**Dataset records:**
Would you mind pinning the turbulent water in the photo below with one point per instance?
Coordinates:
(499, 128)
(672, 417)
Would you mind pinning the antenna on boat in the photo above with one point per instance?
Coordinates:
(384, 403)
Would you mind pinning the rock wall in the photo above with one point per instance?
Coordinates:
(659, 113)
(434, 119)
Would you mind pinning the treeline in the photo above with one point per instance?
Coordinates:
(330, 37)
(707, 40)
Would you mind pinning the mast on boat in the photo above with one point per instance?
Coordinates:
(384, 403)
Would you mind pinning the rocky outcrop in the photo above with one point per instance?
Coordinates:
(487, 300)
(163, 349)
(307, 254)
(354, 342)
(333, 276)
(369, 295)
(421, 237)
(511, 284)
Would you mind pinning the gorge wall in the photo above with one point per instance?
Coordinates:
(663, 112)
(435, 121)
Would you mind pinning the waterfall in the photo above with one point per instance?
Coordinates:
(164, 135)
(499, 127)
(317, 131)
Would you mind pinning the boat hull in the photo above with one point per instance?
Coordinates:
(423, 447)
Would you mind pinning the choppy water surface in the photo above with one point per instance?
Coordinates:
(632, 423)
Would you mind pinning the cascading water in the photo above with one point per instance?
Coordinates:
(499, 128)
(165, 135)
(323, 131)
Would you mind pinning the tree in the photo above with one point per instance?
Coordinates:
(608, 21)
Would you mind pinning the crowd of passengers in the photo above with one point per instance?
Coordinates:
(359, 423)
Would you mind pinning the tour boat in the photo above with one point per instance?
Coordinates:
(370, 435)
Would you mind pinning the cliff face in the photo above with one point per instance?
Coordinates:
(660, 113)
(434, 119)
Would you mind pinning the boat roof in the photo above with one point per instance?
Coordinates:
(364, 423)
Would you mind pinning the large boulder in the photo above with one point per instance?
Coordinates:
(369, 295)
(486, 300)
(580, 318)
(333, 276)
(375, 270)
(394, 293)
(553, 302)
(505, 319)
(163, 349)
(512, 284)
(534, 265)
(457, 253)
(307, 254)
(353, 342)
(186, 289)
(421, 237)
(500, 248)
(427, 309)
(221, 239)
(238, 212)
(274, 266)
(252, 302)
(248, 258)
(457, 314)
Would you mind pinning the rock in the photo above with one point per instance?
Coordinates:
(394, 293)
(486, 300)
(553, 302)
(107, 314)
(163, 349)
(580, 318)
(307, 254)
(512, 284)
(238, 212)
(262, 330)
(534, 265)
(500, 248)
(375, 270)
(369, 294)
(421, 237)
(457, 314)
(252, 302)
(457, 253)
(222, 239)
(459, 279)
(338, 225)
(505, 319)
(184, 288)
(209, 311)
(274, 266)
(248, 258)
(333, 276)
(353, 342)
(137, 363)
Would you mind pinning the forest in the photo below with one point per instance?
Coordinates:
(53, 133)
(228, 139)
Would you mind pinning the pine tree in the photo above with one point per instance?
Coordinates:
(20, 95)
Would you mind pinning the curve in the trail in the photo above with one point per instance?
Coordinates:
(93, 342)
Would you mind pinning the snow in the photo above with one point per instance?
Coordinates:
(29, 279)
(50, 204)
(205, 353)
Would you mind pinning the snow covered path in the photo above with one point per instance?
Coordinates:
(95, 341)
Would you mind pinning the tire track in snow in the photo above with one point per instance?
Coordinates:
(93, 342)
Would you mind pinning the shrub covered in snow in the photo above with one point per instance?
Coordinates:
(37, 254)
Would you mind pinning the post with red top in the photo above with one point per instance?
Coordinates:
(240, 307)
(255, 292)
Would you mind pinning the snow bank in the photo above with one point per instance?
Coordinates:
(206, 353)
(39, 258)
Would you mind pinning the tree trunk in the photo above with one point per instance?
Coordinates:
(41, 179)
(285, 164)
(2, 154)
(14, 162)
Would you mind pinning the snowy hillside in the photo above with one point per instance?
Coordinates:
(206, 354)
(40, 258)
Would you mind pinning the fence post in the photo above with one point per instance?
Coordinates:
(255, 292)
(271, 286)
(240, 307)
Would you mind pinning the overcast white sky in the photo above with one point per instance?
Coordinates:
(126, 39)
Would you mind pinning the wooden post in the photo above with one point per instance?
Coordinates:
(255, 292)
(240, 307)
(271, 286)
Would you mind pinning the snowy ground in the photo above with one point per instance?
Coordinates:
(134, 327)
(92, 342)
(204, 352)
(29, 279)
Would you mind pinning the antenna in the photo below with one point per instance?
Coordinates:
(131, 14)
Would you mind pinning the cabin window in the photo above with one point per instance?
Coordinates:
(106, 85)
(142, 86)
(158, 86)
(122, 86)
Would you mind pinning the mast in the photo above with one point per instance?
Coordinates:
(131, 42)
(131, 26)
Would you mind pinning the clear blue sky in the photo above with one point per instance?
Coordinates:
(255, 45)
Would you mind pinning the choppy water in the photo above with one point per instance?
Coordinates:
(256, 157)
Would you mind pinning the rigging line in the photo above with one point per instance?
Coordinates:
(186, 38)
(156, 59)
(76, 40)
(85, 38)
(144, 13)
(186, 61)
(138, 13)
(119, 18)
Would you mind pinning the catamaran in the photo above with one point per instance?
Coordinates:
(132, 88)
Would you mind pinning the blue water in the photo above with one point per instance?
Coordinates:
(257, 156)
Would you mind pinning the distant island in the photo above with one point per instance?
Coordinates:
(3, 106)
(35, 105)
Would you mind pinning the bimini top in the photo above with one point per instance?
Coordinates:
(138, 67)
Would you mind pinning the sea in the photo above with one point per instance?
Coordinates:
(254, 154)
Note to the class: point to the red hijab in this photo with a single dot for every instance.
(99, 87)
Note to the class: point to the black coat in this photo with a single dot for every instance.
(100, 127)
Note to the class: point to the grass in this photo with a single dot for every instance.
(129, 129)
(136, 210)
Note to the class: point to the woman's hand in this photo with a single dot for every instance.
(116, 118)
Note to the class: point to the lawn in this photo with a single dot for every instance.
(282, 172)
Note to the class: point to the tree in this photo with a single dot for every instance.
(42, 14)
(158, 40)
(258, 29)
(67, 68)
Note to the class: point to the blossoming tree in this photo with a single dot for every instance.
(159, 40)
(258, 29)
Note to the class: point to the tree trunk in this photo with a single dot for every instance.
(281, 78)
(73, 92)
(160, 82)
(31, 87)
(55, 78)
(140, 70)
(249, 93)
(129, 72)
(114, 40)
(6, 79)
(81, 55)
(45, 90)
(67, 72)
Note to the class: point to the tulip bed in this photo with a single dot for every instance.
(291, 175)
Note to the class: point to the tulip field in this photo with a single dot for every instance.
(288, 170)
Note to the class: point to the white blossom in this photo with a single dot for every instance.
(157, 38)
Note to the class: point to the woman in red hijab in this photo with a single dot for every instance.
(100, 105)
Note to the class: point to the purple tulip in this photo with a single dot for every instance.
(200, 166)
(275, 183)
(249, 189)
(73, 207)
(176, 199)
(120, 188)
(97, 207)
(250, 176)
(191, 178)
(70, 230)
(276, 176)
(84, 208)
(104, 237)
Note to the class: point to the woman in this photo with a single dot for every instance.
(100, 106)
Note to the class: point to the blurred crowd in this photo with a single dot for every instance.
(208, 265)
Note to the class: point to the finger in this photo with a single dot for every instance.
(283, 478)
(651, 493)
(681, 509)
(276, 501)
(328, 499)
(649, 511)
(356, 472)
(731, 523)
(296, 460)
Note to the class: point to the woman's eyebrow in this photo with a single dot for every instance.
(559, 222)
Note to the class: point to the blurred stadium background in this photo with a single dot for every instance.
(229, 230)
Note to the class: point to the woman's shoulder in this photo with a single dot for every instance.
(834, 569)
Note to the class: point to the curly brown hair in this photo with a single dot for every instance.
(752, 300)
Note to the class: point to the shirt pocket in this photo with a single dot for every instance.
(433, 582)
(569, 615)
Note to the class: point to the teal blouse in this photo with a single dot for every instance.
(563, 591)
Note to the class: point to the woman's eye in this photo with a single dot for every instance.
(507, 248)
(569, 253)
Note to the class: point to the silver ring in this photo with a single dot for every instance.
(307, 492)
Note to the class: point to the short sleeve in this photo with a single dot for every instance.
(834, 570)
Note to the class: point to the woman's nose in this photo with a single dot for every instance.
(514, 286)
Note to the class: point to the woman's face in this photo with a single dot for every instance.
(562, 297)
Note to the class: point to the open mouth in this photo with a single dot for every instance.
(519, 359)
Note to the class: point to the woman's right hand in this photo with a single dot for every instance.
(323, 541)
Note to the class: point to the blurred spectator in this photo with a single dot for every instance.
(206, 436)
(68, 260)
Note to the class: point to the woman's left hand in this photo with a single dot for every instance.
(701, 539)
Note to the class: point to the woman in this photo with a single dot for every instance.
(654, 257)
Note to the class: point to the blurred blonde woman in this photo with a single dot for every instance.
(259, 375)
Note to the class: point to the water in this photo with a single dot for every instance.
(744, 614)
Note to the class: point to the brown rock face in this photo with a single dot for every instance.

**TASK GOAL:**
Copy out, in full, each line above that has the word "snowy" in it.

**ANSWER BELOW:**
Would you mind pinning the snowy hillside in the photo above with one point per instance?
Would you mind pinning the snowy ground in the photo above with one point per instance?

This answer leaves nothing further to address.